Exercise
Rewrite the lines below as a numbered list, skipping any blank lines and leaving out the pictures.

>> BEGIN Data for the task

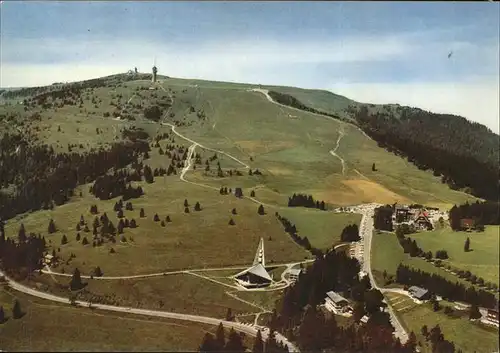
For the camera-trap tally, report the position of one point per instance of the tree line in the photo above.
(350, 233)
(23, 256)
(292, 231)
(442, 143)
(382, 218)
(291, 101)
(43, 178)
(234, 342)
(482, 213)
(441, 286)
(297, 315)
(301, 200)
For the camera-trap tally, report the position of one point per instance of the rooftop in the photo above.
(417, 292)
(335, 297)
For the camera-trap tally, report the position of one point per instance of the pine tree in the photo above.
(474, 312)
(229, 315)
(76, 280)
(467, 245)
(238, 192)
(120, 227)
(220, 339)
(258, 345)
(425, 331)
(98, 272)
(234, 343)
(52, 227)
(21, 234)
(208, 344)
(16, 310)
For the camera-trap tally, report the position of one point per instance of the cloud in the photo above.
(475, 100)
(409, 68)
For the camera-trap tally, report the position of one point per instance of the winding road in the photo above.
(245, 328)
(334, 151)
(366, 230)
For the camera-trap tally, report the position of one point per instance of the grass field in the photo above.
(290, 148)
(182, 293)
(323, 229)
(481, 261)
(53, 327)
(387, 254)
(194, 240)
(466, 335)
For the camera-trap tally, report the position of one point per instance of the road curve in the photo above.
(334, 152)
(166, 273)
(248, 329)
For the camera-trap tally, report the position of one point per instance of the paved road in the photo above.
(366, 232)
(166, 273)
(248, 329)
(334, 151)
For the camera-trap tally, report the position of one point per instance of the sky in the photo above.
(373, 52)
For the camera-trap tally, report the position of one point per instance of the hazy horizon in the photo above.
(370, 52)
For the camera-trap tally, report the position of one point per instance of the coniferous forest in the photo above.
(43, 178)
(464, 154)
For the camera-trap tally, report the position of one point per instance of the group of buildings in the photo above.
(257, 276)
(421, 219)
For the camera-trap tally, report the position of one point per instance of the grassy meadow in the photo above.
(482, 260)
(387, 254)
(466, 335)
(54, 327)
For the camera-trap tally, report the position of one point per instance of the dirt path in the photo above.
(366, 232)
(334, 152)
(269, 98)
(248, 329)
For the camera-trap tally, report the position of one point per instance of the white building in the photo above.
(294, 273)
(336, 303)
(255, 276)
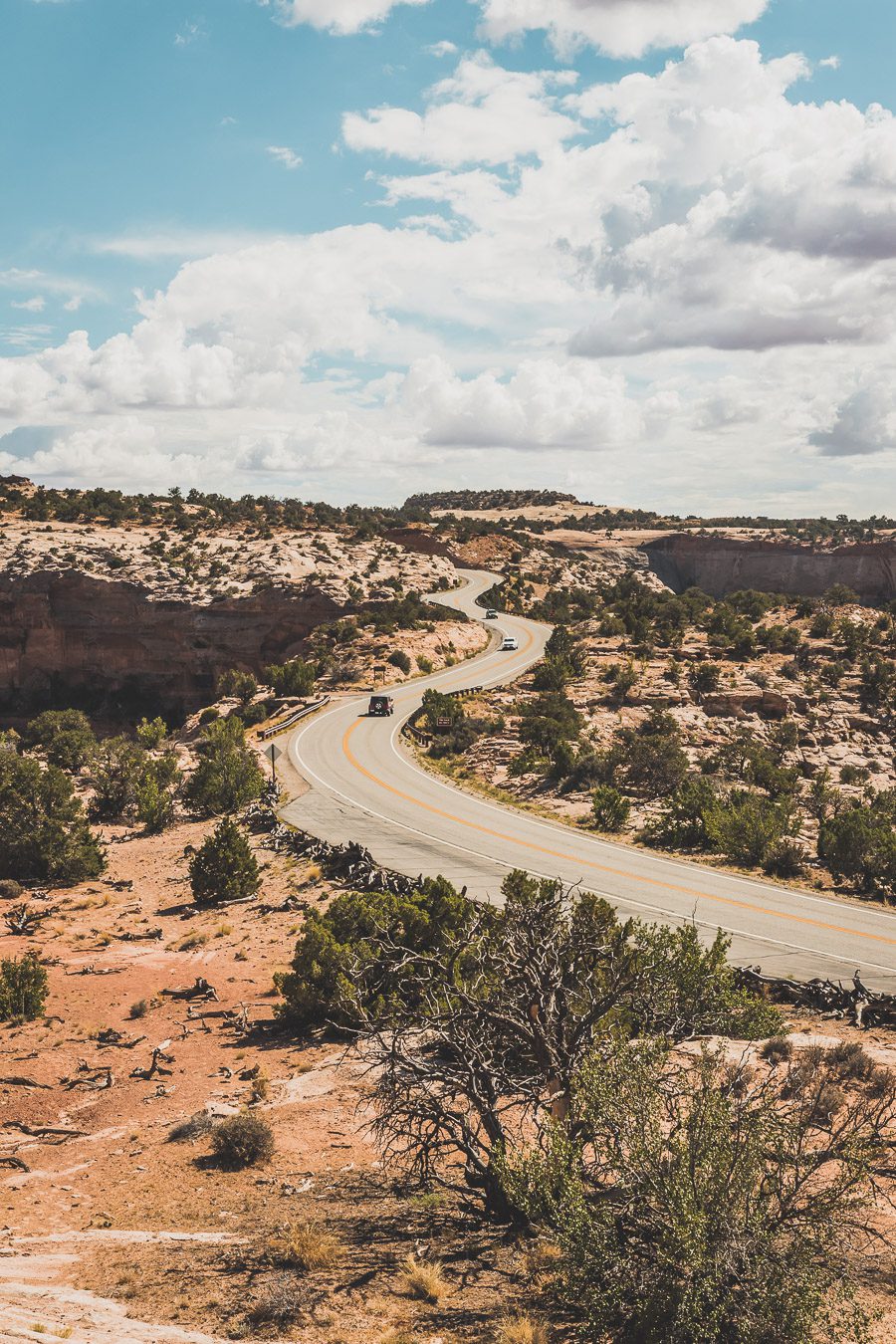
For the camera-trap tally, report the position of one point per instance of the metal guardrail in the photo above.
(421, 736)
(293, 718)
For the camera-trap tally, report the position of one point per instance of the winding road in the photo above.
(365, 786)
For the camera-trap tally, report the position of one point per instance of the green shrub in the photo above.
(23, 990)
(784, 857)
(239, 684)
(130, 783)
(608, 808)
(227, 776)
(338, 967)
(293, 678)
(225, 867)
(43, 829)
(746, 826)
(726, 1221)
(242, 1141)
(858, 843)
(684, 820)
(64, 736)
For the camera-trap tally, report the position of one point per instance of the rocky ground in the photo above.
(835, 737)
(113, 1232)
(230, 561)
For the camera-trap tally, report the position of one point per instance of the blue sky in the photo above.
(522, 285)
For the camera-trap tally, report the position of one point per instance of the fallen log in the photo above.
(199, 990)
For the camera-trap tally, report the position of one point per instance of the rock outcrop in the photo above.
(722, 564)
(73, 630)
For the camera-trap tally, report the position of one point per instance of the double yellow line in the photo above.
(599, 867)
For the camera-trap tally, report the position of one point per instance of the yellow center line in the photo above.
(590, 863)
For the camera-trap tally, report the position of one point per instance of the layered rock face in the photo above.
(80, 632)
(722, 564)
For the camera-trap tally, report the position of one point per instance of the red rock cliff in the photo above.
(722, 564)
(69, 629)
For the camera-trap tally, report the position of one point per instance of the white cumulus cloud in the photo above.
(621, 29)
(337, 16)
(481, 113)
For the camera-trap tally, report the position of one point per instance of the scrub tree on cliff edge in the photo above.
(43, 829)
(227, 776)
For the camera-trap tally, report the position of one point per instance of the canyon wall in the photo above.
(76, 632)
(722, 564)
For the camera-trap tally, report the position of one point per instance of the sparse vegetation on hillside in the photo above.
(43, 829)
(23, 988)
(225, 868)
(714, 719)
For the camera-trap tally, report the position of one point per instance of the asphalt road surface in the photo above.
(365, 786)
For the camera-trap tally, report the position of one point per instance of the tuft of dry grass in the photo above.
(423, 1281)
(308, 1246)
(541, 1258)
(522, 1329)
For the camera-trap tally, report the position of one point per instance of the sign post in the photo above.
(273, 755)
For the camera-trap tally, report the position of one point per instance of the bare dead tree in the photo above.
(487, 1037)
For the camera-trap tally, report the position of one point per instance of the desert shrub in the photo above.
(522, 1329)
(129, 783)
(840, 595)
(489, 1031)
(729, 1214)
(777, 1050)
(65, 738)
(225, 867)
(227, 775)
(784, 857)
(242, 1141)
(549, 719)
(192, 1129)
(153, 799)
(239, 684)
(23, 988)
(858, 843)
(43, 829)
(704, 678)
(877, 684)
(849, 1062)
(251, 714)
(746, 825)
(341, 971)
(683, 822)
(422, 1279)
(280, 1305)
(652, 764)
(608, 808)
(308, 1246)
(293, 678)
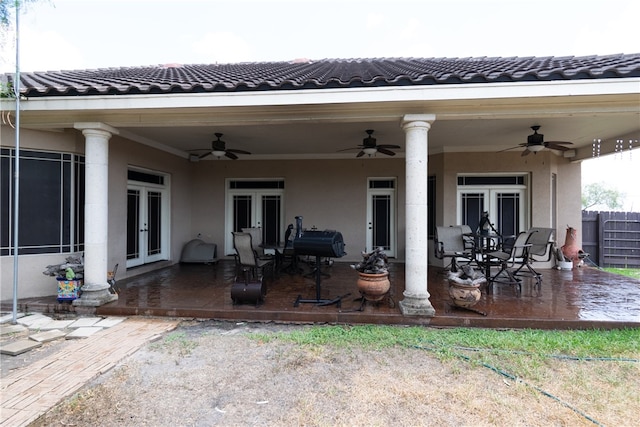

>> END Data for the task

In response
1. For the camera-trap tally, report the position of one point per instance of the tree line in the photo above.
2. (350, 233)
3. (23, 256)
4. (292, 231)
5. (442, 143)
6. (382, 218)
7. (291, 101)
8. (43, 178)
9. (234, 342)
10. (482, 213)
11. (441, 286)
12. (297, 315)
13. (301, 200)
14. For the camera-trap tally, report the position of one point per instance of the rooftop in the photo above.
15. (417, 292)
16. (335, 297)
17. For the camera-trap tally, report the position of one point per instance of the pine tree in the photo above.
18. (474, 312)
19. (229, 315)
20. (76, 280)
21. (467, 245)
22. (238, 192)
23. (120, 227)
24. (220, 339)
25. (258, 345)
26. (425, 331)
27. (98, 272)
28. (234, 343)
29. (52, 227)
30. (21, 234)
31. (208, 344)
32. (16, 310)
33. For the camera-trap tally, report the position of one point per instance of the cloud in the photo above.
34. (475, 100)
35. (409, 68)
36. For the camera-trap tally, report the position of one point per instance of the winding road in the photo above.
37. (245, 328)
38. (334, 151)
39. (366, 230)
40. For the camera-trap tally, report the position of one point per instance of the grass field in the photo above.
41. (290, 148)
42. (182, 293)
43. (323, 229)
44. (481, 261)
45. (53, 327)
46. (387, 254)
47. (194, 240)
48. (466, 335)
49. For the camera-trap tally, report the position of one point per instance of the road curve in the photo above.
50. (334, 152)
51. (166, 273)
52. (248, 329)
53. For the camera-trap tally, report the position of one point per instance of the paved road in the photo above.
54. (366, 232)
55. (166, 273)
56. (248, 329)
57. (334, 151)
58. For the camera-trap tally, report the position of one point per instance of the sky in the photo above.
59. (373, 52)
60. For the camera-trap tally, report the position of one point per instance of the hazy horizon in the photo above.
61. (370, 52)
62. For the camera-trap tally, report the position of one point per instance of the coniferous forest in the photo above.
63. (43, 178)
64. (464, 154)
65. For the camera-trap tally, report the position of one point per instance of the group of buildings in the photo above.
66. (257, 276)
67. (421, 219)
68. For the camera-trap tally, report the position of one point per instance of the grassy meadow in the photo above.
69. (482, 260)
70. (387, 254)
71. (466, 335)
72. (54, 327)
73. For the camera-trap tally, report the position of one point per instance of the dirt path in the photo above.
74. (366, 232)
75. (334, 152)
76. (269, 98)
77. (248, 329)
78. For the camera-trap tally, report the position of one point per instance of the white building in the photo above.
79. (294, 273)
80. (336, 303)
81. (255, 276)
82. For the camera-trap tally, report the position of one point per instance of the metal guardrail in the photo above.
83. (421, 736)
84. (293, 718)
85. For the camera-trap tally, report the position of one point per instance of the winding road in the photo above.
86. (365, 786)
87. For the camera-trap tally, report the position of one point per instance of the green shrub in the photo above.
88. (23, 990)
89. (784, 857)
90. (239, 684)
91. (130, 783)
92. (608, 808)
93. (227, 776)
94. (338, 967)
95. (293, 678)
96. (225, 867)
97. (43, 829)
98. (746, 826)
99. (726, 1221)
100. (242, 1141)
101. (858, 843)
102. (684, 820)
103. (64, 736)
104. For the camera-trap tally, report the position of one point per instance of the rocky ground in the photo above.
105. (835, 737)
106. (113, 1232)
107. (230, 561)
108. For the camera-trap tally, report the position of one point per instance of the blue sky in the photo above.
109. (522, 285)
110. For the camera-trap tally, report the position of one point per instance of the fallen log in the photo above.
111. (199, 990)
112. For the camera-trap tally, report the position of one point per instance of the rock outcrop in the photo above.
113. (722, 564)
114. (73, 630)
115. For the camera-trap tally, report the position of one point per instance of the double yellow line in the photo above.
116. (599, 867)
117. For the camera-trap tally, report the position of one point per instance of the yellow center line in the photo above.
118. (590, 863)
119. For the camera-trap tally, report the position of one point per instance of the layered rock face in the photo above.
120. (80, 632)
121. (722, 564)
122. For the camera-trap tally, report the position of one point per instance of the red rock cliff in the photo above.
123. (722, 564)
124. (69, 629)
125. For the camera-trap tally, report the position of one point per instance of the white cumulus cloud in the photo above.
126. (621, 29)
127. (337, 16)
128. (481, 113)
129. For the camera-trap tally, report the position of one point per instance of the scrub tree on cliff edge in the photo above.
130. (43, 829)
131. (227, 776)
132. For the camera-trap tally, report the position of one point per instance of the canyon wall in the photo above.
133. (76, 632)
134. (722, 564)
135. For the camera-trap tally, report the position of one point per instance of the sparse vegetation on hillside in the photo above.
136. (43, 829)
137. (23, 988)
138. (225, 868)
139. (714, 719)
140. For the camera-trap tally, report the position of one point per instance of the asphalt road surface in the photo above.
141. (365, 786)
142. For the camera-trap tally, report the position of one point per instance of the tuft of dry grass in the photo above.
143. (423, 1281)
144. (308, 1246)
145. (541, 1258)
146. (522, 1329)
147. For the camera-trap tally, report the position of one point per instance of the sign post in the photo above.
148. (273, 755)
149. For the camera-trap tally, report the position of one point per instance of the bare dead tree in the photo above.
150. (487, 1037)
151. For the camera-trap tally, report the position of one point per instance of the desert shrub in the photo above.
152. (522, 1329)
153. (129, 783)
154. (840, 595)
155. (489, 1031)
156. (729, 1214)
157. (777, 1050)
158. (65, 738)
159. (225, 867)
160. (227, 775)
161. (784, 857)
162. (242, 1141)
163. (549, 719)
164. (192, 1129)
165. (153, 799)
166. (239, 684)
167. (23, 988)
168. (858, 843)
169. (43, 829)
170. (704, 678)
171. (877, 684)
172. (849, 1062)
173. (251, 714)
174. (746, 825)
175. (341, 971)
176. (683, 822)
177. (422, 1279)
178. (280, 1305)
179. (652, 764)
180. (608, 808)
181. (308, 1246)
182. (293, 678)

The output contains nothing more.